**READING PASSAGE:**
┄┄┄┄┄┄
Yesterday was a big day.
I took Beckett to a pediatric eye doctor and found out that the lazy-eye we've been noticing intermittently is really there, and thankfully, very treatable. I went to the appointment with mixed feelings. Thankful that we live in a large city that has such amazing health care for children (there were patients in his office that drove 4 hours to get to this specialist!), thankful that we noticed this early, and dreading the thought of eye-patches and exercises and glasses on a toddler.
I was a little surprised at the diagnosis and treatment.
He needs eye surgery. Ugh.
The doctor reassured me that we caught this while he was young, so he may never need additional treatment. And he does 200-300 of these procedures a year. That's good to know. He also empathized- no parent wants to have their child operated on. So, we're still getting used to the idea here, and I'm trying to picture letting people I barely know wheel our little boy back into an operating room. I've already begun praying for God to use the docs gifted hands to successfully perform this operation, that there would be no complications (not even gonna go there), and that we would only have to do this one time (1 in 4 need additional surgeries.) I'm thankful that the treatment plan was so clear. It would be tough to have to decide between this and other options. He said there was no immediate rush, to get in done in the next month.
We're scheduled for January 28th, unless they have a cancellation and can get him in sooner.
Now, about the heart surgery.
Eli got his first spanking yesterday. It's something we've been praying about for a few months now. Joel and I both had reservations about spanking our kids, and for the first 2 years, it didn't seem we would even need to, so we gratefully tabled the discussion. Mostly, our fear was about our ability to do it appropriately, especially given Joel and my childhood experiences. It felt like opening Pandora's Box. We've read book, prayed for wisdom, talk to more experienced parents...and waited.
Lately, it's been clear that other forms of discipline, positive reinforcement, time-outs, etc. were just not making the impact they needed too. Thankfully, at the same time, we have been getting a better grasp on what it would look like to use "spanking" in a responsible way.
Last night, some dinner issues blossomed into blatant defiance and disrespect. Joel and I agreed that this what the kind of thing that probably warranted some more serious discipline. Joel calmly took Eli upstairs, explained what would happen, and gave Eli his first spanking.
Heart surgery. Ugh.
Eli's tears were quick, loud, and just as quickly gone. They hugged and prayed together, and when he returned to the table his heart was humble and he was respectful. Joel's tears were quiet, and lasted much longer than Eli's.
It's a tough thing, to watch your child hurt, even if it's for a greater good.
┄┄┄┄┄┄
**GIVEN RECORDS:**
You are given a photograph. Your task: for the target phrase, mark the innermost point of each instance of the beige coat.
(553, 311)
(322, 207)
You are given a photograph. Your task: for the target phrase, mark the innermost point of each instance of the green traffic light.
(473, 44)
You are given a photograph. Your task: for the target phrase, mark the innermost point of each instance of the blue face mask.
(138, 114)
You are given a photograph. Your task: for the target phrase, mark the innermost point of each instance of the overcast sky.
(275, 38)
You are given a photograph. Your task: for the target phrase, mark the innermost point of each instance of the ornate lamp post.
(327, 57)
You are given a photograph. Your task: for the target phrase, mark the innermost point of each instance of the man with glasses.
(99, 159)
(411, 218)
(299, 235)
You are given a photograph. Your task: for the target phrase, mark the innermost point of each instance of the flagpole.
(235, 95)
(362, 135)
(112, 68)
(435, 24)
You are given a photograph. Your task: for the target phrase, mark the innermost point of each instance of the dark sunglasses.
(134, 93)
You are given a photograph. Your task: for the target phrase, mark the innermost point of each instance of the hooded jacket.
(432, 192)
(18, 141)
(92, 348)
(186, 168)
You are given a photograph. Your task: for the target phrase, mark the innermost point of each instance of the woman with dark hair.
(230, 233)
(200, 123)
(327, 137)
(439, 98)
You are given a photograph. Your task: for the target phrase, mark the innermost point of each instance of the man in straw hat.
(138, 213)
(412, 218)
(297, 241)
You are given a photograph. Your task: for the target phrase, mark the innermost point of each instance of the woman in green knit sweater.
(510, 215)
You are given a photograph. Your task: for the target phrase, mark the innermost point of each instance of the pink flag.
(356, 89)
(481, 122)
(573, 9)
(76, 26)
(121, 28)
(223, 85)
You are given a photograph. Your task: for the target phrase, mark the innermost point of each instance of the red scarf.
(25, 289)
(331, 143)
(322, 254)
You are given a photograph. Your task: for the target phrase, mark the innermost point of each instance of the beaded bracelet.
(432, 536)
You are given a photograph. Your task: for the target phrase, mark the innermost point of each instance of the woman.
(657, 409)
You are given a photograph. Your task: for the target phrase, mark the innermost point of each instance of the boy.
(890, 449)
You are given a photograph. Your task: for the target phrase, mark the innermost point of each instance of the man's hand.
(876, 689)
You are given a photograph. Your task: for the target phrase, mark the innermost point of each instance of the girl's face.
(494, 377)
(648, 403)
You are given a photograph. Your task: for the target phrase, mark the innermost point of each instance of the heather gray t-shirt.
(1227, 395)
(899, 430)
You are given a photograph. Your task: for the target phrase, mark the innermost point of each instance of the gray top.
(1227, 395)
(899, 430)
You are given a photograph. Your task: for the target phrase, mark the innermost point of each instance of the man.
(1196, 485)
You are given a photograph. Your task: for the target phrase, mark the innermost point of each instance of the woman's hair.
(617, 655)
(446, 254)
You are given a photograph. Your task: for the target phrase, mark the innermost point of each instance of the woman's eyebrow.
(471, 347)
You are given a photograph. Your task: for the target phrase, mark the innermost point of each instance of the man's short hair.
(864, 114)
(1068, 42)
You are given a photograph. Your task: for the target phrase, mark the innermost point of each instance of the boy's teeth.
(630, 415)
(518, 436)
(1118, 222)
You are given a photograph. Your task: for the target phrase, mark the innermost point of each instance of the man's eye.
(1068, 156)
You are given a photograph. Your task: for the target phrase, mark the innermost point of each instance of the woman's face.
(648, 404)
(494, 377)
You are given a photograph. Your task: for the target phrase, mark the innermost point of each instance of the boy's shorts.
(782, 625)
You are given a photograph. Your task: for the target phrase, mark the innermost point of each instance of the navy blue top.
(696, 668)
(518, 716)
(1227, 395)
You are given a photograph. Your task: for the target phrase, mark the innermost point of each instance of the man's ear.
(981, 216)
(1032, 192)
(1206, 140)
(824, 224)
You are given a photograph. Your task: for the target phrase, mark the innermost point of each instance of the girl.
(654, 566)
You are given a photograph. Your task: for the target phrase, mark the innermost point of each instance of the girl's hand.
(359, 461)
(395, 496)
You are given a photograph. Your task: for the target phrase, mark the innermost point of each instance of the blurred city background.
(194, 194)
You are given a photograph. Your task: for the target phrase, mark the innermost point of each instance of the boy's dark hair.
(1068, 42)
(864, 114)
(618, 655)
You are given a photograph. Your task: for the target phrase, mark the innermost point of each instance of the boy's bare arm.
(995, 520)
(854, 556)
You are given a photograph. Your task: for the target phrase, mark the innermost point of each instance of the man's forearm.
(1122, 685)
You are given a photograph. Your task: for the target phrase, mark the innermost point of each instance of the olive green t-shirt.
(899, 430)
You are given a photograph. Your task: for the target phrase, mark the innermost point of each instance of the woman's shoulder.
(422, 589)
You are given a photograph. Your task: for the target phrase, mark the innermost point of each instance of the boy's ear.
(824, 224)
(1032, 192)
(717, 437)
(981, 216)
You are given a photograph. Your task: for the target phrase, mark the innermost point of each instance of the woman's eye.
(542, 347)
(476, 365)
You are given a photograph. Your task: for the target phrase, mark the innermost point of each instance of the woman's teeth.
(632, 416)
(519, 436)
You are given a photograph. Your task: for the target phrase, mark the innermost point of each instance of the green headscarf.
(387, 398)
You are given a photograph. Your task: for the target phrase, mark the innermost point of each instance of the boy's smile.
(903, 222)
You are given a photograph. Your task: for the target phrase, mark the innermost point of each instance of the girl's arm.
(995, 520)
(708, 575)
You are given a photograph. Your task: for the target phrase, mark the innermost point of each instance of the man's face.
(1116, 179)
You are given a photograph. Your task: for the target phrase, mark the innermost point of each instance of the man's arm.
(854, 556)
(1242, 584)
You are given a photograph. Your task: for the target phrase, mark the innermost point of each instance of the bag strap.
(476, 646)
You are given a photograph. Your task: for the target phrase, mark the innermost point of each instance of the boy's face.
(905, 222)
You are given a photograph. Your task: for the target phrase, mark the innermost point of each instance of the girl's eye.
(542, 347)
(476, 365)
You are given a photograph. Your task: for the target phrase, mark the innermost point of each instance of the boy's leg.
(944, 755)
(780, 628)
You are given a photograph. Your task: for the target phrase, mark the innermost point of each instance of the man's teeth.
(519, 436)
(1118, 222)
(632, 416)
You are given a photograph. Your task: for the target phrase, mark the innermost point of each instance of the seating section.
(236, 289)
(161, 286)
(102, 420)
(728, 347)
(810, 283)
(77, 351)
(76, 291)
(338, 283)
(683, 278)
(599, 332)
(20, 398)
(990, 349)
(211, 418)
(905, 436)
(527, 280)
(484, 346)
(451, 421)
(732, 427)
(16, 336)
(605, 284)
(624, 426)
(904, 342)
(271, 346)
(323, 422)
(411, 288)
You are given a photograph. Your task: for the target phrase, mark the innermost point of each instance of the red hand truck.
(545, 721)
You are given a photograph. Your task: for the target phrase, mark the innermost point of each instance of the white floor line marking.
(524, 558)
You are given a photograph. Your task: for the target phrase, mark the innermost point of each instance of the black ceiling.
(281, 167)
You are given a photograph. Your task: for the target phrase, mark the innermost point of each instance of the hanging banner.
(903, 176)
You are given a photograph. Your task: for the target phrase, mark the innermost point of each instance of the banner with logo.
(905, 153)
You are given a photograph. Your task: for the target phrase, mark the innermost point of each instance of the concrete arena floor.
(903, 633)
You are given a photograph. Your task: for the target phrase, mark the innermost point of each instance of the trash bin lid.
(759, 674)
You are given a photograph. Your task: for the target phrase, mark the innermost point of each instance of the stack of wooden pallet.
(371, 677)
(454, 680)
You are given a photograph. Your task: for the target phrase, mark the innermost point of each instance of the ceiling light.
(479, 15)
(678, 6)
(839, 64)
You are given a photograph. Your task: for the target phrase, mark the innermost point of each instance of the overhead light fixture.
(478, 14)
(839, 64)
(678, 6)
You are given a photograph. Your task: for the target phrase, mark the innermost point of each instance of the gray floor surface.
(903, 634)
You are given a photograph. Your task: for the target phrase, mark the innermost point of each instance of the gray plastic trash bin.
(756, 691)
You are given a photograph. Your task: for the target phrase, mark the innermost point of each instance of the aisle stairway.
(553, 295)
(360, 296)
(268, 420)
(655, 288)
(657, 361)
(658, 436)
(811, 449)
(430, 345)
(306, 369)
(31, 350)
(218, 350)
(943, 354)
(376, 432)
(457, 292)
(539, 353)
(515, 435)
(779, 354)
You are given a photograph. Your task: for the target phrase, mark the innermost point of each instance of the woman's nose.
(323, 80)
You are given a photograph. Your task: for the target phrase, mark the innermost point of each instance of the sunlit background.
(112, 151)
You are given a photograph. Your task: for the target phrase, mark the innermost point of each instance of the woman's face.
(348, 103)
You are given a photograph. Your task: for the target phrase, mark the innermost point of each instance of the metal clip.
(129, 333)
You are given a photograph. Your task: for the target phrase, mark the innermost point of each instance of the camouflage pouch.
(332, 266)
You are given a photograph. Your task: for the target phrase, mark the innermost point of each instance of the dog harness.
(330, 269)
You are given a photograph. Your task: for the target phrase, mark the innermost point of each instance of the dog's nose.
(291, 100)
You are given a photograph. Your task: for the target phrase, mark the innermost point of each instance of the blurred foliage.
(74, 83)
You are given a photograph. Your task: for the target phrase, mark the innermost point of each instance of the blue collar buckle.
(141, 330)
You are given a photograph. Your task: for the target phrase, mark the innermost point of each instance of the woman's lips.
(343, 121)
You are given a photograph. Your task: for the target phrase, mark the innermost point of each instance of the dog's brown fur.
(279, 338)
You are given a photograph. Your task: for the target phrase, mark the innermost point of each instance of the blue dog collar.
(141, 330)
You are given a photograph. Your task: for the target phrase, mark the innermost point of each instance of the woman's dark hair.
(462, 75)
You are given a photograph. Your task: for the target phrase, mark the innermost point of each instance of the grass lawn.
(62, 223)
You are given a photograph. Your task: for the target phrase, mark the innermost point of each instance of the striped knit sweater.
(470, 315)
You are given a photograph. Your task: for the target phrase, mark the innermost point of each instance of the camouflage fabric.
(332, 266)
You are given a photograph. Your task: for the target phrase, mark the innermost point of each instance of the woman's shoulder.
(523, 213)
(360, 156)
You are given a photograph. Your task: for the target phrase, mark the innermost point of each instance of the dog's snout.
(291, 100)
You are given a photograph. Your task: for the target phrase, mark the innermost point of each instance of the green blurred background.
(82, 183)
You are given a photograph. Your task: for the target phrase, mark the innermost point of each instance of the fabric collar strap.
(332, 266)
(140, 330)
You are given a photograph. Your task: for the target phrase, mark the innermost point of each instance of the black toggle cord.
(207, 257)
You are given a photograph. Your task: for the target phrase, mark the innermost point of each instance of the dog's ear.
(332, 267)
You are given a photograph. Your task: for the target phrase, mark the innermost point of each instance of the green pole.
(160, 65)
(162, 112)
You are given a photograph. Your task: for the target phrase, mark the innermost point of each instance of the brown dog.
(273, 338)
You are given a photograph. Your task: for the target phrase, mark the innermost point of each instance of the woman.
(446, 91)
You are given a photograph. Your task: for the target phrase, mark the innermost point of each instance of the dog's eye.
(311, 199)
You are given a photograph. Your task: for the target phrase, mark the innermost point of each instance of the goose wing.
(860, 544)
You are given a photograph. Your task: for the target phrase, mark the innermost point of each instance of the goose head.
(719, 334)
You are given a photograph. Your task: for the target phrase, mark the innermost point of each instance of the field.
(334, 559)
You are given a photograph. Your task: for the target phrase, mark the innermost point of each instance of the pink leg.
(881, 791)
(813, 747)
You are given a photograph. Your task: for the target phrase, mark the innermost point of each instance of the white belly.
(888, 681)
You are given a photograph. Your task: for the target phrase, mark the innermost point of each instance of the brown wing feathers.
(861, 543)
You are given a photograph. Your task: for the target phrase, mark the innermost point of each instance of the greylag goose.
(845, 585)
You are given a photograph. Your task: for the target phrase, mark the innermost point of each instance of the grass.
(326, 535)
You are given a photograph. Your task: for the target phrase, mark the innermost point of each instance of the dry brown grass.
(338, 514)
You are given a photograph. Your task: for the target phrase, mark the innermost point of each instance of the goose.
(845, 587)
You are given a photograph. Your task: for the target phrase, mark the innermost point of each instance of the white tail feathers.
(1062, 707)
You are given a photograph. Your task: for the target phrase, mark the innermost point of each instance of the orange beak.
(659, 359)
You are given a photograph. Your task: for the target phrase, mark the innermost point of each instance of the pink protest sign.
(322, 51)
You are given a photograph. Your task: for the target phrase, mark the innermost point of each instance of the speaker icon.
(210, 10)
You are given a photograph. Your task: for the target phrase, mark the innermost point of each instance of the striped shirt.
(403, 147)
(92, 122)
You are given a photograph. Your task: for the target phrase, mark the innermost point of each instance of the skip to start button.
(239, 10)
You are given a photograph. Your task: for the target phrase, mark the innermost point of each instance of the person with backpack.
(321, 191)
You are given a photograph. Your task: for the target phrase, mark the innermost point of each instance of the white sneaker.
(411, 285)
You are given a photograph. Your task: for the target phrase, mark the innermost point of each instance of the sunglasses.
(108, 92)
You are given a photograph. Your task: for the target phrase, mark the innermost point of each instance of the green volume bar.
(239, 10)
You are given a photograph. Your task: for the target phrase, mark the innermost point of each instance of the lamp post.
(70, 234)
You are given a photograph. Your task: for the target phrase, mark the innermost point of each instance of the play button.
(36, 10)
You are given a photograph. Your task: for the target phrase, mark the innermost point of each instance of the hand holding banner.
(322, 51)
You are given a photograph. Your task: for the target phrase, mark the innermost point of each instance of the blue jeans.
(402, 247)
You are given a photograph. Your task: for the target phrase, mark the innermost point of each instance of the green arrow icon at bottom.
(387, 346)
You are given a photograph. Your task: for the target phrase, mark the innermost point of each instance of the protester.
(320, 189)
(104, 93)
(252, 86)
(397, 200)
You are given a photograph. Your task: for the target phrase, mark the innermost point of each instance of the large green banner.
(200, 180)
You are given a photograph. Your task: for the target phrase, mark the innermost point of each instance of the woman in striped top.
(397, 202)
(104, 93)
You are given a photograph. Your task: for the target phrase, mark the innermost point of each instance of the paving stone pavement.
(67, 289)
┄┄┄┄┄┄
**WHAT YOU WILL DO:**
(a) From the parenting blog post, reproduce word for word the passage that opens with "Lately, it's been" and closes with "his first spanking.".
(b) Answer these questions using the parenting blog post:
(i) How many of these procedures does the pediatric eye doctor perform each year?
(ii) On what date is Beckett's surgery scheduled?
(iii) Who took Eli upstairs and gave him his first spanking?

**EXERCISE RESPONSES:**
(a)
Lately, it's been clear that other forms of discipline, positive reinforcement, time-outs, etc. were just not making the impact they needed too. Thankfully, at the same time, we have been getting a better grasp on what it would look like to use "spanking" in a responsible way.
Last night, some dinner issues blossomed into blatant defiance and disrespect. Joel and I agreed that this what the kind of thing that probably warranted some more serious discipline. Joel calmly took Eli upstairs, explained what would happen, and gave Eli his first spanking.

(b)
(i) 200-300
(ii) January 28th
(iii) Joel